TRECHO DO TEXTO.
═══
Por que Albânia quer criar microestado
menor do que o Vaticano em sua capital
O número de países no
mundo está prestes a aumentar.
Se tudo correr
conforme o anunciado, a Europa verá o nascimento de um novo Estado, encravado
em outro já existente: a República da Albânia, na região dos Bálcãs, no sudeste
do Velho Continente.
O nascimento da nova
nação será diferente dos ocorridos nos últimos anos, em diversas partes do
mundo. Não será resultado de conflito político, religioso, étnico ou militar.
Quem está promovendo a
criação do novo Estado é o próprio governante do país que sofrerá a cisão: o
primeiro-ministro albanês, Edi Rama.
Durante sua
intervenção na 79ª Assembleia Geral das Nações Unidas, no fim de setembro, o
mandatário surpreendeu ao declarar que está disposto a ceder parte do
território da Albânia para um grupo muçulmano minoritário. O propósito é criar
um Estado que seja "um centro de moderação, tolerância e coexistência
pacífica".
A oposição
conservadora e os analistas criticaram o anúncio do governante. Eles consideram
que se trata de uma cortina de fumaça para tentar distrair a atenção dos
problemas que afetam a Albânia, como a corrupção e o despovoamento causado pela
emigração em massa.
• O menor dos menores
O "Estado
Soberano da Ordem Bektashi", como é chamado no momento o que será o novo
país, ocupará cerca de 11 hectares a leste da capital albanesa, Tirana, segundo
Rama.
Caso sua fundação seja
concretizada, o território vai retirar do Vaticano o título de menor Estado do
planeta. O quartel-general da Igreja Católica e local de residência dos papas
tem uma superfície de apenas 44 hectares dentro de Roma, na Itália.
O novo país irá
abrigar a sede política dos muçulmanos bektashis. Eles formam a quarta maior
comunidade religiosa da Albânia, atrás dos muçulmanos sunitas, dos cristãos
ortodoxos e dos católicos.
Apenas os membros do
clero e os funcionários da administração estatal poderão se tornar cidadãos do
novo Estado, que não terá forças de segurança nem tribunais, segundo as
informações disponíveis até o momento.
═══
MATERIAL LISTADO.
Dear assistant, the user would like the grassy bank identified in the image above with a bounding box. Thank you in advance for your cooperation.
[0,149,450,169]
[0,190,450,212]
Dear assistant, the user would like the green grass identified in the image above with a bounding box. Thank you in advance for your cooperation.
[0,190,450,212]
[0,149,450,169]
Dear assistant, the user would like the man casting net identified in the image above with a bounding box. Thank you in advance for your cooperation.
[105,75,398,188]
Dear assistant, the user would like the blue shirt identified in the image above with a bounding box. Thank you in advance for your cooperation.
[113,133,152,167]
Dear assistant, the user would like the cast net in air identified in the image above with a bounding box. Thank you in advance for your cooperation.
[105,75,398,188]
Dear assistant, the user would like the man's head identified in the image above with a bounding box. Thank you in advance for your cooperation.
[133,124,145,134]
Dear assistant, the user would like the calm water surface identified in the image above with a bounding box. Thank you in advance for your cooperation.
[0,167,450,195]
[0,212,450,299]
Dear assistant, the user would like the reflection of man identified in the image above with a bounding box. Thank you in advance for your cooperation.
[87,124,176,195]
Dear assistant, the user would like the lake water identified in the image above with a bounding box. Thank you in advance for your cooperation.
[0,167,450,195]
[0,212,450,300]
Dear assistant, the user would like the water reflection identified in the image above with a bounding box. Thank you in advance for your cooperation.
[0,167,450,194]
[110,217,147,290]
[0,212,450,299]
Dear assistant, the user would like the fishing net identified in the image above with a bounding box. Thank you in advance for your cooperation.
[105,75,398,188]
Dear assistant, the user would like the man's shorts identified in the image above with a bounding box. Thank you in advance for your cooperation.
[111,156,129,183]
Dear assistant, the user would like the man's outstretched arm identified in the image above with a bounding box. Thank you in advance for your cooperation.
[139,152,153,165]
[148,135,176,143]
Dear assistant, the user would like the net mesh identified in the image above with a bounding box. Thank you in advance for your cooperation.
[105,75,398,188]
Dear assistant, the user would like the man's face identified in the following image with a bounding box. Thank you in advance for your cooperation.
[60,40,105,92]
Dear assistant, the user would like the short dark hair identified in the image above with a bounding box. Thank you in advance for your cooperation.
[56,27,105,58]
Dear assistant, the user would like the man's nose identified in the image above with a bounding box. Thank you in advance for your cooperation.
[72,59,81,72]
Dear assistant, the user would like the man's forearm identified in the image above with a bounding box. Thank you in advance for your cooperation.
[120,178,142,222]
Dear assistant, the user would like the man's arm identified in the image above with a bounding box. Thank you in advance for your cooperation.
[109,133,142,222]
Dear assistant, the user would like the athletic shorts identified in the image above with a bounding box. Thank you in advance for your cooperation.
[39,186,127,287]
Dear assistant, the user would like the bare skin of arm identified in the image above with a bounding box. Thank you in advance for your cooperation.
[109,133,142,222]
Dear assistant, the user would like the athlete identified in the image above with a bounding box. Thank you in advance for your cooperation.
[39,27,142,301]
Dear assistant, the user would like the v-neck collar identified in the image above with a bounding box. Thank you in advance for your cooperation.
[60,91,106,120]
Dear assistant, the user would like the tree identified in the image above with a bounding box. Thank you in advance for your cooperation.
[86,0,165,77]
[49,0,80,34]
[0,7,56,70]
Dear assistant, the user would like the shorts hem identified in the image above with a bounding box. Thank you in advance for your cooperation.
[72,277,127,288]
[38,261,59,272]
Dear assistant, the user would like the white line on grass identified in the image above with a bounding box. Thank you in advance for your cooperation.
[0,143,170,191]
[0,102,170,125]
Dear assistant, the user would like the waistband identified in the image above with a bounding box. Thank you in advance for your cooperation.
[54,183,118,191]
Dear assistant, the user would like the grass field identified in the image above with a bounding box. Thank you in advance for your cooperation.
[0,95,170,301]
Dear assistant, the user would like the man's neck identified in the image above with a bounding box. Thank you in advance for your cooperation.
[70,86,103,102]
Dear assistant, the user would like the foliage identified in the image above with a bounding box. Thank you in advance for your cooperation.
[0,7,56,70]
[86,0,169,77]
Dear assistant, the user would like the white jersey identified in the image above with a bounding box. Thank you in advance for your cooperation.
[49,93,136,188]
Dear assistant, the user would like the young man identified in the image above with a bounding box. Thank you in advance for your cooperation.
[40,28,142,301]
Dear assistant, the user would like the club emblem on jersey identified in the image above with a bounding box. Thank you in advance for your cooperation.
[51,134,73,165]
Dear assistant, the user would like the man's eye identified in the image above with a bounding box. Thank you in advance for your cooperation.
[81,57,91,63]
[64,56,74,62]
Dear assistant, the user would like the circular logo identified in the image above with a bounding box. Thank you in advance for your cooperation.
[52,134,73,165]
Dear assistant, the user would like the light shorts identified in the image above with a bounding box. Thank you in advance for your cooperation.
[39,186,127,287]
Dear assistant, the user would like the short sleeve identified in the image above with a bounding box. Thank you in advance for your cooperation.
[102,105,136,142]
═══
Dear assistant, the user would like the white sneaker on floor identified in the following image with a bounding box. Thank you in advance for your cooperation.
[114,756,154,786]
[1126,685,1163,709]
═══
O QUE FAZER.
[1] Traduza para o inglês esta frase da reportagem sobre o microestado na Albânia: "O novo país irá abrigar a sede política dos muçulmanos bektashis."
[2] Responda com base na reportagem sobre o microestado na Albânia:
(a) Em que evento Edi Rama anunciou a disposição de ceder parte do território albanês?
(b) Quantos hectares o novo Estado ocupará, segundo Rama?
(c) Quem poderá se tornar cidadão do novo Estado?

RESPOSTAS POR TAREFA.
[1] The new country will house the political headquarters of the Bektashi Muslims.

[2]
(a) Na 79ª Assembleia Geral das Nações Unidas, no fim de setembro.
(b) Cerca de 11 hectares.
(c) Apenas os membros do clero e os funcionários da administração estatal.